Soal Latihan A:
Tulis ulang semua data di bawah dengan mengganti "photograph" menjadi "image", dan biarkan bagian lainnya tetap sama.

Kutipan Teks:

++++++++++++++++++++

Catatan Akhir Tahun 2024 : Menguak Praktik Eksploitasi Pekerja dalam Industri Udang Nasional

1 month ago 45
  • Bertahun-tahun lamanya, udang selalu menjadi komoditas andalan produk perikanan Indonesia di pasar internasional. Komoditas tersebut bahkan menjadi kontributor utama untuk neraca perdagangan komoditas perikanan nasional
  • Setiap tahunnya, udang selalu rutin menjadi pemuncak klasemen ekspor produk perikanan dari Indonesia, dengan pasar utama adalah Amerika Serikat. Periode Januari-September 2024 saja, udang berkontribusi USD1,18 miliar atau 28,1 persen dari total ekspor perikanan Indonesia
  • Namun, di balik keperkasaan industri udang nasional yang semakin kokoh, ada fakta memilukan yang harus dialami para pekerja yang terlibat langsung dalam proses produksi di tambak udang. Mereka harus menghadapi praktik kerja paksa yang membuat kesejahteraan ekonomi tidak ada
  • Lebih khusus, produksi udang nasional juga ternyata melibatkan pekerja perempuan yang berkontribusi pada produktivitas. Tetapi, mereka juga tidak sejahtera, karena posisinya tidak pernah dinilai penting oleh industri udang nasional

Udang menjadi komoditas andalan bagi produk perikanan ekspor yang dikirim ke sejumlah negara. Komoditas tersebut bahkan menjadi kontributor utama surplus neraca perdagangan komoditas perikanan Indonesia sepanjang Januari sampai September 2024.

Selama periode tersebut, Kementerian Kelautan dan Perikanan (KKP) mencatat ada transaksi senilai US3,87 miliar atau meningkat hingga 7,2 persen dibandingkan neraca perdagangan komoditas perikanan pada periode yang sama tahun sebelumnya.

Capaian tersebut berhasil dibukukan oleh KKP di tengah isu anti dumping yang terjadi di pasar udang Amerika Serikat. Udang bisa menjadi kontributor utama, karena berhasil mencatatkan nilai transaksi ekspor sebesar USD1,18 miliar atau 28,1 persen dari total ekspor perikanan Indonesia.

++++++++++++++++++++

Isi Data:
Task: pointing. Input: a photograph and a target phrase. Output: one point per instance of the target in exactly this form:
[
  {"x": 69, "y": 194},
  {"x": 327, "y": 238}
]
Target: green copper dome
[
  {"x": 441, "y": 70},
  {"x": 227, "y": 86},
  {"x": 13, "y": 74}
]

++++++++++++++++++++

Soal Latihan B:
Menurut artikel tentang industri udang di atas, berapa persen kontribusi udang terhadap total ekspor perikanan Indonesia pada periode Januari-September 2024?

Jawaban Tertulis A:
Task: pointing. Input: a image and a target phrase. Output: one point per instance of the target in exactly this form:
[
  {"x": 69, "y": 194},
  {"x": 327, "y": 238}
]
Target: green copper dome
[
  {"x": 441, "y": 70},
  {"x": 227, "y": 86},
  {"x": 13, "y": 74}
]

Jawaban Tertulis B:
28,1 persen, senilai USD1,18 miliar.